[Region pointing data]

++++++++++++++++++++

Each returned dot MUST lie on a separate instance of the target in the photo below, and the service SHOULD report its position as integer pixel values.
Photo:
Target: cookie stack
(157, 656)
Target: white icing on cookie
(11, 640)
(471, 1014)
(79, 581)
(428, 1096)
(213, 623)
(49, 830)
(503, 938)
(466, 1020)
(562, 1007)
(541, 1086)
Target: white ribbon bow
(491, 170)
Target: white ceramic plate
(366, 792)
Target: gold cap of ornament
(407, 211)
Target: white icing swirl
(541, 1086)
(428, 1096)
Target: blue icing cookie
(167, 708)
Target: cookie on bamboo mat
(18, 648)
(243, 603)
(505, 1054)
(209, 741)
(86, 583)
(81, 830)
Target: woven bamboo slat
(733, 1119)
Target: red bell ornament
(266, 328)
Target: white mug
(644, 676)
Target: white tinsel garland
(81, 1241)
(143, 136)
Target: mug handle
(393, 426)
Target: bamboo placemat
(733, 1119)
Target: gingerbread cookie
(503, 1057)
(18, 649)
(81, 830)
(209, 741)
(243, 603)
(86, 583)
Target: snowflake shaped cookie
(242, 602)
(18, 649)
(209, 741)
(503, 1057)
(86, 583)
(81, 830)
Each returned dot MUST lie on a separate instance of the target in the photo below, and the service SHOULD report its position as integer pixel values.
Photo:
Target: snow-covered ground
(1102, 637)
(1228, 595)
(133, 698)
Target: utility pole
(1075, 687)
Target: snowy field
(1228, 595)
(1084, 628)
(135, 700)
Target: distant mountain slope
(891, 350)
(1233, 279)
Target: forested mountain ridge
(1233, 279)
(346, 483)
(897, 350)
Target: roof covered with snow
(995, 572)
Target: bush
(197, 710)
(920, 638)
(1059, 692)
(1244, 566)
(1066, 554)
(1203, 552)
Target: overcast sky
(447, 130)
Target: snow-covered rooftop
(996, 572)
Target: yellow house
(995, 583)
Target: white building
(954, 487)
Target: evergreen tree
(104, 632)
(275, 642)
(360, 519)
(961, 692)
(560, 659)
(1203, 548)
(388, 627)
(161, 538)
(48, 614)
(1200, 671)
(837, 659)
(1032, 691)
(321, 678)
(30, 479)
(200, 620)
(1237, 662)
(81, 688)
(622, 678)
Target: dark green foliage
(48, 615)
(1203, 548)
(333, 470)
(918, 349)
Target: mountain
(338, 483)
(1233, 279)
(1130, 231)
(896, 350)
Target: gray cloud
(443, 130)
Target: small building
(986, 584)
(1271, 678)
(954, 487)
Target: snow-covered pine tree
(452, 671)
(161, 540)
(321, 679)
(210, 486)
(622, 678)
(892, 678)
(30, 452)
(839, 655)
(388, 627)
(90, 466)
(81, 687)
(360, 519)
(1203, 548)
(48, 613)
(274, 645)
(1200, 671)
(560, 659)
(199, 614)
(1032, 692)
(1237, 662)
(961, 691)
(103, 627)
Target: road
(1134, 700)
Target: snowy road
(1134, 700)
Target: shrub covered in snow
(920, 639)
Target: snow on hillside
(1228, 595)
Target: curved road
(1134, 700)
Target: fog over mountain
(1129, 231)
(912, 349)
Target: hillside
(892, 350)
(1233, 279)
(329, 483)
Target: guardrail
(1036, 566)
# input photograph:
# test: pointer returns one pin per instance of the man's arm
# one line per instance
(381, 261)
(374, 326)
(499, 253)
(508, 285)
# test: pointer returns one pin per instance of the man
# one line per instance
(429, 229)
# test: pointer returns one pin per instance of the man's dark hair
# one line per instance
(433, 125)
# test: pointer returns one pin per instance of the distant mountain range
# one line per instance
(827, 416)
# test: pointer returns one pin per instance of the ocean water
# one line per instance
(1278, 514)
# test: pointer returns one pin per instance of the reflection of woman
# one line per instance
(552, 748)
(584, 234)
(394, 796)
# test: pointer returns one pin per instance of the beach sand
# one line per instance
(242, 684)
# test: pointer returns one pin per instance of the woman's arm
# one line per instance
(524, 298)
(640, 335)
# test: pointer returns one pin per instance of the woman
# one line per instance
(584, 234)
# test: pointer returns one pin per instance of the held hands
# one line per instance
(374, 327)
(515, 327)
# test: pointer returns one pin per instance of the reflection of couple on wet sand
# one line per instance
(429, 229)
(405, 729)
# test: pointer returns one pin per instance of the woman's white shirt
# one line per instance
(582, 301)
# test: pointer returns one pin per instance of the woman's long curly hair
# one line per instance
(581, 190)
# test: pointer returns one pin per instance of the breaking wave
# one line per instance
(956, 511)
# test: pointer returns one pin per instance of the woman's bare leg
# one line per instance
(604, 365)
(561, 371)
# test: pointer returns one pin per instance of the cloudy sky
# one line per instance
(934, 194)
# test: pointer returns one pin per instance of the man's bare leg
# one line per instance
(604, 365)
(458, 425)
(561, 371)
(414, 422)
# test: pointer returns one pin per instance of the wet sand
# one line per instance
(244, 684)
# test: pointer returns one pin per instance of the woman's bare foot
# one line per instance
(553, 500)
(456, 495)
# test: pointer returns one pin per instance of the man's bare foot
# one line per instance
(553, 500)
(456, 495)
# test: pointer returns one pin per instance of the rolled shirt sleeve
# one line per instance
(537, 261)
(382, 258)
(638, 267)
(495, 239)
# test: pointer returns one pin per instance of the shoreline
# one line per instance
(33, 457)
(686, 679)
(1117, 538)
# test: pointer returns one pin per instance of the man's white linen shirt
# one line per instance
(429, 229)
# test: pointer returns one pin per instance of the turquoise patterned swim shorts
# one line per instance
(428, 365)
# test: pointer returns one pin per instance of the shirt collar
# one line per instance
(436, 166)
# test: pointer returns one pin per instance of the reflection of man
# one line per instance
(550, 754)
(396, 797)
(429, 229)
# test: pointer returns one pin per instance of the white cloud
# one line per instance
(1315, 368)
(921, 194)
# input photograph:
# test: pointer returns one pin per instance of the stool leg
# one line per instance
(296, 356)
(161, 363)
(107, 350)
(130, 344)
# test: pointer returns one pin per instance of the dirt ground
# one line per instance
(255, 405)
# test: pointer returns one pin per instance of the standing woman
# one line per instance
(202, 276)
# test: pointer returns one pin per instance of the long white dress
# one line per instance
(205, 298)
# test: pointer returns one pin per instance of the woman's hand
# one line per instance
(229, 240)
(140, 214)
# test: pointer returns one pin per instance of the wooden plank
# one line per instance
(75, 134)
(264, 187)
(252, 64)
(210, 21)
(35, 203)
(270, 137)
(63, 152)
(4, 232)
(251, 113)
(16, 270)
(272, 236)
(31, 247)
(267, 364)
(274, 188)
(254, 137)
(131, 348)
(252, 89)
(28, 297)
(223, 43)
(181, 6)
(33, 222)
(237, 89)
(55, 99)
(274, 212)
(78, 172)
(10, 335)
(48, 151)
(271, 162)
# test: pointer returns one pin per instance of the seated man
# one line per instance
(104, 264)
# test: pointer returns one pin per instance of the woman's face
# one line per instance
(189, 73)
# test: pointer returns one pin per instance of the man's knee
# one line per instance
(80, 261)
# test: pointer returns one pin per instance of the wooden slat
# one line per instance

++++++++++++++++++++

**DIRECTIONS FOR THIS TASK**: Output all of the data again. Match it exactly.

**RESULT**:
Each returned dot MUST lie on a separate instance of the target in the photo below, and the service SHOULD report its position as integer pixel values.
Photo:
Target: cookie stack
(157, 656)
Target: white icing on cookie
(11, 640)
(471, 1014)
(79, 581)
(428, 1096)
(213, 623)
(49, 830)
(503, 938)
(466, 1020)
(562, 1007)
(541, 1086)
Target: white ribbon bow
(491, 170)
Target: white ceramic plate
(366, 792)
Target: gold cap of ornament
(407, 211)
Target: white icing swirl
(541, 1086)
(428, 1096)
Target: blue icing cookie
(167, 708)
Target: cookie on bamboo mat
(18, 648)
(243, 603)
(505, 1054)
(209, 741)
(86, 583)
(81, 830)
Target: woven bamboo slat
(733, 1119)
Target: red bell ornament
(266, 328)
Target: white mug
(644, 676)
Target: white tinsel garland
(81, 1241)
(143, 136)
Target: mug handle
(393, 426)
Target: bamboo placemat
(733, 1119)
Target: gingerbread cookie
(503, 1057)
(18, 649)
(81, 830)
(209, 741)
(243, 603)
(86, 583)
Target: snowflake shaped cookie
(242, 602)
(18, 649)
(209, 741)
(503, 1057)
(86, 583)
(81, 830)
Each returned dot MUST lie on a separate instance of the target in the photo below, and the service SHOULD report its position as integer pixel values.
Photo:
Target: snow-covered ground
(1102, 637)
(1228, 595)
(133, 698)
Target: utility pole
(1075, 687)
Target: snowy field
(1228, 595)
(1084, 628)
(135, 700)
Target: distant mountain slope
(891, 350)
(1233, 279)
Target: forested mountain ridge
(1233, 279)
(346, 483)
(897, 350)
Target: roof covered with snow
(995, 572)
Target: bush
(197, 710)
(920, 638)
(1059, 692)
(1244, 566)
(1066, 554)
(1203, 552)
Target: overcast sky
(447, 130)
Target: snow-covered rooftop
(996, 572)
Target: yellow house
(995, 583)
Target: white building
(954, 487)
Target: evergreen tree
(104, 632)
(275, 642)
(360, 519)
(961, 692)
(560, 659)
(1203, 548)
(388, 627)
(161, 538)
(48, 614)
(1200, 671)
(837, 659)
(1032, 691)
(321, 678)
(30, 479)
(200, 620)
(1237, 662)
(81, 688)
(622, 678)
Target: dark green foliage
(48, 615)
(1203, 548)
(333, 470)
(918, 349)
Target: mountain
(338, 483)
(1233, 279)
(1130, 231)
(896, 350)
Target: gray cloud
(443, 130)
Target: small building
(986, 584)
(1271, 678)
(954, 487)
Target: snow-covered pine tree
(452, 671)
(161, 540)
(321, 679)
(210, 486)
(622, 678)
(892, 678)
(30, 452)
(839, 655)
(388, 627)
(90, 466)
(81, 687)
(360, 519)
(1203, 548)
(48, 613)
(274, 645)
(1200, 671)
(560, 659)
(199, 614)
(1032, 692)
(1237, 662)
(961, 691)
(103, 627)
Target: road
(1134, 700)
Target: snowy road
(1134, 700)
Target: shrub covered in snow
(920, 639)
Target: snow on hillside
(1228, 595)
Target: curved road
(1134, 700)
Target: fog over mountain
(1129, 231)
(912, 349)
Target: hillside
(892, 350)
(1233, 279)
(329, 483)
Target: guardrail
(1036, 566)
# input photograph:
# test: pointer returns one pin per instance of the man's arm
# one line per instance
(381, 261)
(374, 326)
(499, 253)
(508, 285)
# test: pointer returns one pin per instance of the man
# one line per instance
(429, 229)
# test: pointer returns one pin per instance of the man's dark hair
# one line per instance
(433, 125)
# test: pointer returns one pin per instance of the distant mountain range
# one line per instance
(827, 416)
# test: pointer returns one pin per instance of the ocean water
# one line per instance
(1278, 514)
# test: pointer returns one pin per instance of the reflection of woman
# one line per instance
(552, 748)
(584, 234)
(394, 796)
# test: pointer returns one pin per instance of the beach sand
# one line per instance
(242, 684)
# test: pointer returns one pin per instance of the woman's arm
# one line per instance
(524, 298)
(640, 335)
# test: pointer returns one pin per instance of the woman
# one line per instance
(584, 234)
# test: pointer returns one pin per instance of the held hands
# one line per instance
(374, 327)
(515, 327)
# test: pointer returns one pin per instance of the reflection of couple on wet sand
# one line per instance
(429, 229)
(405, 729)
# test: pointer returns one pin per instance of the woman's white shirt
# one line per instance
(582, 301)
# test: pointer returns one pin per instance of the woman's long curly hair
# one line per instance
(581, 190)
# test: pointer returns one pin per instance of the breaking wave
# one line per instance
(956, 511)
# test: pointer returns one pin per instance of the woman's bare leg
# one line per instance
(604, 365)
(561, 371)
# test: pointer returns one pin per instance of the cloudy sky
# one line per instance
(934, 194)
# test: pointer returns one pin per instance of the man's bare leg
# one line per instance
(604, 365)
(458, 425)
(561, 371)
(414, 422)
# test: pointer returns one pin per instance of the wet sand
# one line per instance
(244, 684)
# test: pointer returns one pin per instance of the woman's bare foot
# one line per instance
(553, 500)
(456, 495)
# test: pointer returns one pin per instance of the man's bare foot
# one line per instance
(553, 500)
(456, 495)
# test: pointer returns one pin per instance of the rolled shirt sleeve
# one line per instance
(537, 261)
(382, 258)
(638, 267)
(495, 239)
# test: pointer returns one pin per instance of the shoreline
# one line per instance
(33, 457)
(686, 679)
(1117, 538)
# test: pointer returns one pin per instance of the man's white linen shirt
# one line per instance
(429, 229)
# test: pointer returns one pin per instance of the turquoise patterned swim shorts
# one line per instance
(428, 365)
# test: pointer returns one pin per instance of the shirt collar
# one line per instance
(436, 166)
# test: pointer returns one pin per instance of the reflection of man
# one line per instance
(550, 754)
(396, 797)
(429, 229)
# test: pointer returns one pin per instance of the white cloud
# one line per instance
(1315, 368)
(921, 194)
# input photograph:
# test: pointer returns one pin per instance of the stool leg
# one line per instance
(296, 356)
(161, 363)
(107, 350)
(130, 344)
# test: pointer returns one pin per instance of the dirt ground
# one line per instance
(255, 405)
# test: pointer returns one pin per instance of the standing woman
# one line per instance
(202, 276)
# test: pointer returns one pin per instance of the long white dress
# one line per instance
(205, 298)
# test: pointer returns one pin per instance of the woman's hand
# one line per instance
(229, 240)
(140, 214)
# test: pointer returns one pin per instance of the wooden plank
# one line per instance
(75, 134)
(264, 187)
(252, 64)
(210, 21)
(35, 203)
(270, 137)
(63, 152)
(4, 232)
(251, 113)
(16, 270)
(272, 236)
(31, 247)
(267, 364)
(274, 188)
(254, 137)
(131, 348)
(252, 89)
(28, 297)
(223, 43)
(181, 6)
(33, 222)
(237, 89)
(55, 99)
(274, 212)
(78, 172)
(10, 335)
(48, 151)
(271, 162)
# test: pointer returns one pin per instance of the seated man
# one line per instance
(104, 264)
# test: pointer returns one pin per instance of the woman's face
# one line per instance
(189, 73)
# test: pointer returns one pin per instance of the man's knee
# one line per instance
(80, 261)
# test: pointer returns one pin per instance of the wooden slat
# one line per instance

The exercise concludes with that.